TASK INSTRUCTIONS: Rewrite the items starting at the line that contains "An <instance> block" and ending at the line that contains "positive clicks: (61, 8) (51, 9) (61, 7)", with "rough mask" changed to "coarse mask" and nothing else altered. Give back only those lines.

RECORDS FOR THE TASK:
..............................
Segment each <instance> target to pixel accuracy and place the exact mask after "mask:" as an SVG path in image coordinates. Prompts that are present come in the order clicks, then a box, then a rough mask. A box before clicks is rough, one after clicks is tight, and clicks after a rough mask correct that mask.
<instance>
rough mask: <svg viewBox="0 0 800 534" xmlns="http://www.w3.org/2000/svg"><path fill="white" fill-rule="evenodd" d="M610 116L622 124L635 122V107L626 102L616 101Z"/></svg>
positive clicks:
..............................
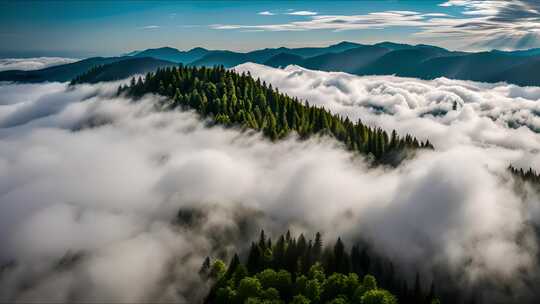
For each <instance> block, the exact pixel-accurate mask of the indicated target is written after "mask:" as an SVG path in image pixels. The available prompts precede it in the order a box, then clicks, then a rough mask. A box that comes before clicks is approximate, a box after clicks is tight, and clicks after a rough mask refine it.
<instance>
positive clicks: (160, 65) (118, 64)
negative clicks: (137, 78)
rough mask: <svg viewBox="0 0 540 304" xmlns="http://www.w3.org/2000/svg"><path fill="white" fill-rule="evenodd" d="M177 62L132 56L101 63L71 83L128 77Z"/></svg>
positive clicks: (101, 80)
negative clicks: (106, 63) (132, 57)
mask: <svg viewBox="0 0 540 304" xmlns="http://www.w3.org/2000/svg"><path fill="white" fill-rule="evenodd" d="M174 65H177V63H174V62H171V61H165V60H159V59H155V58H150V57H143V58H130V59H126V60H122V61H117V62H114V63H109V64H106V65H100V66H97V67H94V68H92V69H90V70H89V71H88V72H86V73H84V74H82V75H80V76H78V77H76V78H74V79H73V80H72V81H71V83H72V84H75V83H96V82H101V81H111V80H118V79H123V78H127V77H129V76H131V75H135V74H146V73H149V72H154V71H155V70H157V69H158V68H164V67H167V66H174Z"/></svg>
..............................
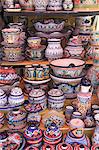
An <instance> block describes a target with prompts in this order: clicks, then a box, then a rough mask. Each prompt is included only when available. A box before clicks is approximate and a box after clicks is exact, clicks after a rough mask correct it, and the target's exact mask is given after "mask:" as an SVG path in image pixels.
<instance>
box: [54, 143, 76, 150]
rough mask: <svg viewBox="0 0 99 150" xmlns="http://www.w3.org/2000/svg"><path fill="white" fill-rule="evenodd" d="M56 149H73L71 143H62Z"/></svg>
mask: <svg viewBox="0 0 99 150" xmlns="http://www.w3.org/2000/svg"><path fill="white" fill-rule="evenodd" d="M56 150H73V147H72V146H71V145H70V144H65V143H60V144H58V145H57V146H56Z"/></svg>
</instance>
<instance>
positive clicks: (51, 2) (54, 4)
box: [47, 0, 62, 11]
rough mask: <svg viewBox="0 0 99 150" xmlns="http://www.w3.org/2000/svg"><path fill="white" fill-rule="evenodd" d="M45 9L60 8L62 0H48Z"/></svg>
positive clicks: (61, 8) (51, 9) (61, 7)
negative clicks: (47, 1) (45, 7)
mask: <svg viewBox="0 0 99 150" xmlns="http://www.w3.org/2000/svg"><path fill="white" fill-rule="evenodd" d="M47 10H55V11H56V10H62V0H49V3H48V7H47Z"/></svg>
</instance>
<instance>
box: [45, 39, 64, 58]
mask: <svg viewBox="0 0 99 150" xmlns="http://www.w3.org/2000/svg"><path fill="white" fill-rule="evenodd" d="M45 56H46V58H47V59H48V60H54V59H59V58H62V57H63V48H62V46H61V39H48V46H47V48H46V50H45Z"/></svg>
..............................
WRITTEN SOLUTION:
An <instance> block describes a target with prompts in this order: clicks, then a box, then a coarse mask. Each prompt is included only when available. A box before clicks is approximate and a box after clicks is exact, clicks after a coarse mask correct it, and the target's exact mask is given after "mask:" as an SVG path in image pixels.
<instance>
box: [54, 143, 76, 150]
coarse mask: <svg viewBox="0 0 99 150" xmlns="http://www.w3.org/2000/svg"><path fill="white" fill-rule="evenodd" d="M56 149H73L71 143H62Z"/></svg>
mask: <svg viewBox="0 0 99 150" xmlns="http://www.w3.org/2000/svg"><path fill="white" fill-rule="evenodd" d="M56 150H73V147H72V146H71V145H70V144H65V143H60V144H58V145H57V146H56Z"/></svg>
</instance>
<instance>
positive clicks: (51, 2) (54, 4)
box: [47, 0, 62, 11]
coarse mask: <svg viewBox="0 0 99 150" xmlns="http://www.w3.org/2000/svg"><path fill="white" fill-rule="evenodd" d="M45 9L60 8L62 0H48Z"/></svg>
positive clicks: (61, 8) (51, 9) (61, 7)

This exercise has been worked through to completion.